#### Source passage
□ □ □ □ □ □ □
Starting off with the Silver Surfer being led into a fight against the Count only for Dracula's wife to stand in the Surfer's way. From hereon there are occasional glimpses of a new side to Dracula, it by no means softens him though. Quincy Harker and his gang, along with Blade and Hannibal King are still on the Count's tail as he tries to build up a cult following whilst his supposed ally in evil Anton Lupeski plots against him.
This volume sees the resolution of the Blade/Hannibal King/Deacon Frost storyline, the birth and death of Dracula's Son and his resurrection as Janus, Satan even appears, as a plural entity, yet his son was seen in an earlier issue?.
In the last few issues Dracula loses his vampire powers and becomes human to his disgust which leads to a meeting with his daughter Lilith who refuses to help him and renews her hostility.
There's also comic relief with the novel by Harold H. Harold showing what a ham he really was and the "Forever Man" Gideon Smith faces his destiny.
□ □ □ □ □ □ □
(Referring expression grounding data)
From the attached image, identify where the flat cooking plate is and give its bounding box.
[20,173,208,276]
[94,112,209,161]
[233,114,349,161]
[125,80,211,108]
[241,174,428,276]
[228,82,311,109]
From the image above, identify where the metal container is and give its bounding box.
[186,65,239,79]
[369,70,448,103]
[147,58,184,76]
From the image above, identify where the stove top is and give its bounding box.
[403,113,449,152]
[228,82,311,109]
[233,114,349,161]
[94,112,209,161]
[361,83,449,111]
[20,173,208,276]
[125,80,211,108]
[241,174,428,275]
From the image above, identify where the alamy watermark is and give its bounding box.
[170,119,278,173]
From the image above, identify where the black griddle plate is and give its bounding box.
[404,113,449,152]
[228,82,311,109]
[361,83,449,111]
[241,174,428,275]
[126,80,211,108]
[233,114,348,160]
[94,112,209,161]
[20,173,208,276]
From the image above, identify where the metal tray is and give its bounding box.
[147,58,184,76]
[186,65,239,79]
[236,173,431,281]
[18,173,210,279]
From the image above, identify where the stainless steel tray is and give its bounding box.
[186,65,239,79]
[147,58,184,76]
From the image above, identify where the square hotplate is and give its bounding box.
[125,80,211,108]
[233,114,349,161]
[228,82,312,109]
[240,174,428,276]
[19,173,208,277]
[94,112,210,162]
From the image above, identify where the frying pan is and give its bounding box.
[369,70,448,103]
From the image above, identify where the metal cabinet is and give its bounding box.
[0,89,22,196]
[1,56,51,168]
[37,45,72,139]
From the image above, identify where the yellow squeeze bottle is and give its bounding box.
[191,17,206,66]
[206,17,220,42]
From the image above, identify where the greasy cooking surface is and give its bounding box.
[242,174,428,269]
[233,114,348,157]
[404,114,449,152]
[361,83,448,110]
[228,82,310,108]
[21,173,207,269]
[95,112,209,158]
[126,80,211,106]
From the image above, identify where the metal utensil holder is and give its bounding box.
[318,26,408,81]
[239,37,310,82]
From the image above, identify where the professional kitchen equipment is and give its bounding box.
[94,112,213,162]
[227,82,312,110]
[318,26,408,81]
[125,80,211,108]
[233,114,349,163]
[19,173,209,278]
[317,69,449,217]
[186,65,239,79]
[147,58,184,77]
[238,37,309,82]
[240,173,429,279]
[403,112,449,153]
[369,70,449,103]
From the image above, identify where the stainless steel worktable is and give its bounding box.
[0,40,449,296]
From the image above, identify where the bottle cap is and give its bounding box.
□ □ □ □ □ □ □
#### What to work on
[a] From the sentence in the Dracula volume review that begins "This volume sees," list each development the volume is said to include.
[b] Carry on the Dracula volume review from the sentence about Gideon Smith facing his destiny.

#### Results by task
[a]
- The resolution of the Blade/Hannibal King/Deacon Frost storyline
- The birth and death of Dracula's Son
- His resurrection as Janus
- Satan's appearance as a plural entity

[b]
The last issue of the comic #70 brought the end of one of Dracula's great foes and most fans would agree the idea of the same people hunting him and letting him off on so many occasions just could not go on.
He was resurrected in the larger black and white magazine style later that year for a short while, four of those issues are included here and some of those tales are just superb. Gene Colan and Tom Palmer's artwork is great throughout.
The last tales lift this volume up from 4 stars which is where it hovered around in the last year or so of its colour version.